§ THE REQUEST
How many lines in the entries below contain the string "concrete"? Reply with the number alone.

Pointing records
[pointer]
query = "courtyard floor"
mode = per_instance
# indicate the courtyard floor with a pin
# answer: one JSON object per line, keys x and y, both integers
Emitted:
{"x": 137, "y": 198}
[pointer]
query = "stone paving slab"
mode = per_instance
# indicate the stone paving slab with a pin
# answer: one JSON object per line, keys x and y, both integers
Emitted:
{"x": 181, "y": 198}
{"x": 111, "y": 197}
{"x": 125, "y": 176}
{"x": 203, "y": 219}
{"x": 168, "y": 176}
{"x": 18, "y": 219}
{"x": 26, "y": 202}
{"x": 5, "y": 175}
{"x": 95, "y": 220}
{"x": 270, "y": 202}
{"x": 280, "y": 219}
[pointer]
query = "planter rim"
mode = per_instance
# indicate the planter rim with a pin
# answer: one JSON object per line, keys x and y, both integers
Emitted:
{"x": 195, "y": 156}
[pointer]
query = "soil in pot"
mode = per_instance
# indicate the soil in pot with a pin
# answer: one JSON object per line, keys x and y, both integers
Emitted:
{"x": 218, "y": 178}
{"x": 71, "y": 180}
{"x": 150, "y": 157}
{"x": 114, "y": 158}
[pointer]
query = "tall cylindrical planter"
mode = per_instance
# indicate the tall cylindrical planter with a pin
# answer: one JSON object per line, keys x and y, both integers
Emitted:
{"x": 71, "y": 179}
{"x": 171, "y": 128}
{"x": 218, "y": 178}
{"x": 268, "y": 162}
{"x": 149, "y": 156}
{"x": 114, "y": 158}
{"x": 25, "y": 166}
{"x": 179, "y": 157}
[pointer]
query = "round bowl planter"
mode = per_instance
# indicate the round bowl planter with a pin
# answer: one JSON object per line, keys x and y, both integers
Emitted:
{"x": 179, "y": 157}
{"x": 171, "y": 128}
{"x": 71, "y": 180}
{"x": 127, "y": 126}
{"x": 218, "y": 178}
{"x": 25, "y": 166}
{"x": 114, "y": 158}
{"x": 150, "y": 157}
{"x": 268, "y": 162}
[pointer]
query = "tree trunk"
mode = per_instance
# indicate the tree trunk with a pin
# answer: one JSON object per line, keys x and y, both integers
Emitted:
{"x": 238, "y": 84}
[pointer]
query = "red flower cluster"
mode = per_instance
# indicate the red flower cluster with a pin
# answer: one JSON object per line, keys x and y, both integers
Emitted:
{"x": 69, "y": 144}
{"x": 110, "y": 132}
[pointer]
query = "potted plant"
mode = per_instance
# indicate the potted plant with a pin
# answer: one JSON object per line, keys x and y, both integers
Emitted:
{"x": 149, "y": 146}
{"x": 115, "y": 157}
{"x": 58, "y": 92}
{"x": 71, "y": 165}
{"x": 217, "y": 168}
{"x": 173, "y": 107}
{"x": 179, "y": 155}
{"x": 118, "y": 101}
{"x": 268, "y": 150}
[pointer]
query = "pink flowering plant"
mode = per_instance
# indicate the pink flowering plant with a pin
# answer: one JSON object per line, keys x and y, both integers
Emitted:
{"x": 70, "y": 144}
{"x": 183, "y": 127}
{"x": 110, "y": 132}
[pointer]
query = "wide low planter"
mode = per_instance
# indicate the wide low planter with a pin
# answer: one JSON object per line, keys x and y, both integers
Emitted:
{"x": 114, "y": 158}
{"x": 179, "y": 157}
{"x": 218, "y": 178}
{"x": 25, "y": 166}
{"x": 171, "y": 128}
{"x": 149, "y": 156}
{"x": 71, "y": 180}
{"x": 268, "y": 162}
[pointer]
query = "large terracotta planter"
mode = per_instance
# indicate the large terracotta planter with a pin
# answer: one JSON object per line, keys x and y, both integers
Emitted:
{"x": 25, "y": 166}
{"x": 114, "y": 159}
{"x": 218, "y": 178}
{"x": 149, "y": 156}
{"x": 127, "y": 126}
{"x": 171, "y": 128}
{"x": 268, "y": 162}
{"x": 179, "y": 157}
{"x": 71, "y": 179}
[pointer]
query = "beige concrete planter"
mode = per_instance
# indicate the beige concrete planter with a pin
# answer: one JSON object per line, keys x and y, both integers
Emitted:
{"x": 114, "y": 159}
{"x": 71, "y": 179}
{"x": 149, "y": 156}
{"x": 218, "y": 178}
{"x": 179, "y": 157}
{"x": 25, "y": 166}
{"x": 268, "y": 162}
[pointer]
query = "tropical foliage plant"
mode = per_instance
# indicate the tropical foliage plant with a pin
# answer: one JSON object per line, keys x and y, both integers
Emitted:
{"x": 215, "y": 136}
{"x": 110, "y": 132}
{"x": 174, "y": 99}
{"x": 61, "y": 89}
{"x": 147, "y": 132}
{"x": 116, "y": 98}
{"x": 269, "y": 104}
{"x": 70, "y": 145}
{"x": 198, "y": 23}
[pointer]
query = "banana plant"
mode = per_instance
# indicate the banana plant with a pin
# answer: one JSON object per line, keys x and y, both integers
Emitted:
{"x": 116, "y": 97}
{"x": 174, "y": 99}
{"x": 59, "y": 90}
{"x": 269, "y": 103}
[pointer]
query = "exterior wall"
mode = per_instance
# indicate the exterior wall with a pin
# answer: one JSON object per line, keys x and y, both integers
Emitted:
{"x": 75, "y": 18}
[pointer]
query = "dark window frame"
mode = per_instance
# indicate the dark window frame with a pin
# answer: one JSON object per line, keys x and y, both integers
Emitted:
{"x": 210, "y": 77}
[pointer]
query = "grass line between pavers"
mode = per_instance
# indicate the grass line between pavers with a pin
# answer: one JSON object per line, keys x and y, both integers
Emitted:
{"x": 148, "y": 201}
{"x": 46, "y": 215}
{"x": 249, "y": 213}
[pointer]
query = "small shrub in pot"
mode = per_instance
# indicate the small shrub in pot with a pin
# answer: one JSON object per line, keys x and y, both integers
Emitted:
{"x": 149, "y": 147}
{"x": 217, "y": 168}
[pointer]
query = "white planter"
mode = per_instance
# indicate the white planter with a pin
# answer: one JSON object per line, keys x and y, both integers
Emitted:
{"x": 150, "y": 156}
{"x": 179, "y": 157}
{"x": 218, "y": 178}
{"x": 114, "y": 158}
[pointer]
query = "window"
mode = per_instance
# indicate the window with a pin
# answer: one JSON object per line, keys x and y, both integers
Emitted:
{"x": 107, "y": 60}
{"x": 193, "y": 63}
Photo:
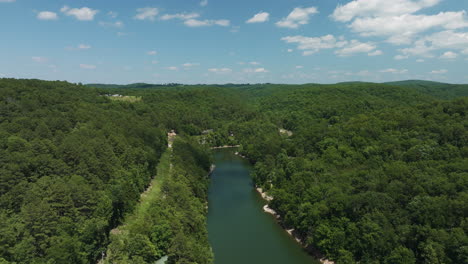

§ THE SOLUTION
2